__Your tasks__:
[a] Answer these questions from the article about India Clarke, one line per answer, marked as the questions are:
(i) What did India wear to prom?
(ii) On what date was her body found in Tampa?
(iii) On which platform did Laverne Cox post her message?
[b] List every person named in the article about India Clarke, leaving out India Clarke herself and her father.
[c] Print the article about India Clarke from "About 18 years" up to and including "to the family.".

— Start of Extract —

Back then, India was a recent high school graduate from Tampa, Florida. She wore a black tux and shiny green vest to prom. She played high school football, posing for a team photo wearing twisty braids and a goofy smile. Only later would she tell her father she played the sport simply to try to impress him -- that all she really wanted was to be a cheerleader.
This was 2008 or so, a time when everyone called India Clarke by the name her mother, Thelma Clarke, had given the child at birth: Samuel Elijah Clarke, or Sammy.
It was her father's name -- given to a "miracle baby." Thelma Clarke told me she'd had her tubes tied before becoming pregnant with India. Yet somehow her daughter struggled into the womb and lived. It was like she "was supposed to be here," Thelma Clarke said.
From that beginning, it was a life that never would be easy.
About 18 years later, that butterfly tattoo, so faint on her face, so mysterious to those around her, would start to make visible something India had been trying to hide: She was a young woman trapped in a body others saw as male. It always had been that way. At a young age, the child known as Sammy wanted to play with dolls, not trucks. In middle school, a sister, Brittany Shellman, saw her sibling fit a grocery bag to her chest like it was a halter top.
Back then, it didn't make sense to the family.
India struggled with this reality as well.
Friends told me she used to beg God for it to be any other way.
"I would say, 'You can't rush it,'" Quantisha Henley told me, referring to India's transition. "She was like, 'Friend, I'm a girl. If I could find whatever switch to turn it off I would, but I can't.'"
"This is in me," she told Henley. "I was born like this."
India Clarke's metamorphosis, like those of so many transgender people, should have been cause for celebration. She was blossoming into a vibrant young woman. She showered friends and family with "I love yous" as if they were confetti. She lip synced to tough female rappers like Nicki Minaj and Trina, loved doing hair and dreamed of working in a salon with her mother and cousin. Her anime eyes and cutting wit wowed friends and strangers alike.
But India Clarke wasn't always celebrated -- not in life.
Her death would come far too soon.
'You can say her name all day'
After India's body was found here in Tampa on July 21, 2015, it didn't take long for the outrage to swell in certain corners of America. Celebrities, including Laverne Cox, the transgender actress known for her role on "Orange is the New Black," and who India's friends say she idolized, launched a social media campaign asking all of us to #SayHerName.
"[T]his week the 10th Trans Woman of Color to be lynched this year was found ... in Tampa FL," Cox wrote on Instagram on July 22, 2015
. "She was only 25 years old and clearly into all things beauty hair and makeup just like me. I can't help but feel like I'm next. That's why I do the work I do because the [average] life expectancy for someone like me is only 35 years old."

— End of Extract —
— Start of Provided material —

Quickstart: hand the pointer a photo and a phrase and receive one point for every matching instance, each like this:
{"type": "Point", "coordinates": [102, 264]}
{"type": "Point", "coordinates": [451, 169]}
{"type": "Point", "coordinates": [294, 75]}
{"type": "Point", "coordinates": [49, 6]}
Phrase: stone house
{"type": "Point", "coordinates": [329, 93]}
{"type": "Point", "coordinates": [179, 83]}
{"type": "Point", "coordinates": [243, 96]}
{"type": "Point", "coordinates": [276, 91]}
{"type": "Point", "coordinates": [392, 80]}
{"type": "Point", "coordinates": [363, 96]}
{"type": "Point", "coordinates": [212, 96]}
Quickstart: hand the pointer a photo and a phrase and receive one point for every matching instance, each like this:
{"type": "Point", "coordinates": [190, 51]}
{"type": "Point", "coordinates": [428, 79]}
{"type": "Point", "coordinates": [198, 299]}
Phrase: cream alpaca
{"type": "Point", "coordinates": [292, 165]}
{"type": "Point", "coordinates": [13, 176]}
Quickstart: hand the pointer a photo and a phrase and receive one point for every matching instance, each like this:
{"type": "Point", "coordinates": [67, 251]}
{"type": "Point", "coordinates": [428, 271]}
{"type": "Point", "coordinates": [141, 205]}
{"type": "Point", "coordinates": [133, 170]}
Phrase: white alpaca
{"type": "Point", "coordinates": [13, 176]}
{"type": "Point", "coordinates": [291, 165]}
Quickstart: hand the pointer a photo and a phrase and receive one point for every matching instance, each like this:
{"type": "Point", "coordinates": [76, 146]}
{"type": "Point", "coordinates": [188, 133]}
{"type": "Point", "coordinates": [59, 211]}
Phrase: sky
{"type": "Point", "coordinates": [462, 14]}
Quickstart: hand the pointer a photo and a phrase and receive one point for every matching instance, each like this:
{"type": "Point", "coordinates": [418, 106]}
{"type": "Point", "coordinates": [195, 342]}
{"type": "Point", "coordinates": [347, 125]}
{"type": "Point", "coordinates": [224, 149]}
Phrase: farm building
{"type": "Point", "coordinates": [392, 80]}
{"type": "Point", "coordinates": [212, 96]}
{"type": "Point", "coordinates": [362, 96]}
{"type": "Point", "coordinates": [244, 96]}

— End of Provided material —

__Responses for each task__:
[a]
(i) A black tux and a shiny green vest
(ii) July 21, 2015
(iii) Instagram

[b]
Thelma Clarke
Brittany Shellman
Quantisha Henley
Laverne Cox
Nicki Minaj
Trina

[c]
About 18 years later, that butterfly tattoo, so faint on her face, so mysterious to those around her, would start to make visible something India had been trying to hide: She was a young woman trapped in a body others saw as male. It always had been that way. At a young age, the child known as Sammy wanted to play with dolls, not trucks. In middle school, a sister, Brittany Shellman, saw her sibling fit a grocery bag to her chest like it was a halter top.
Back then, it didn't make sense to the family.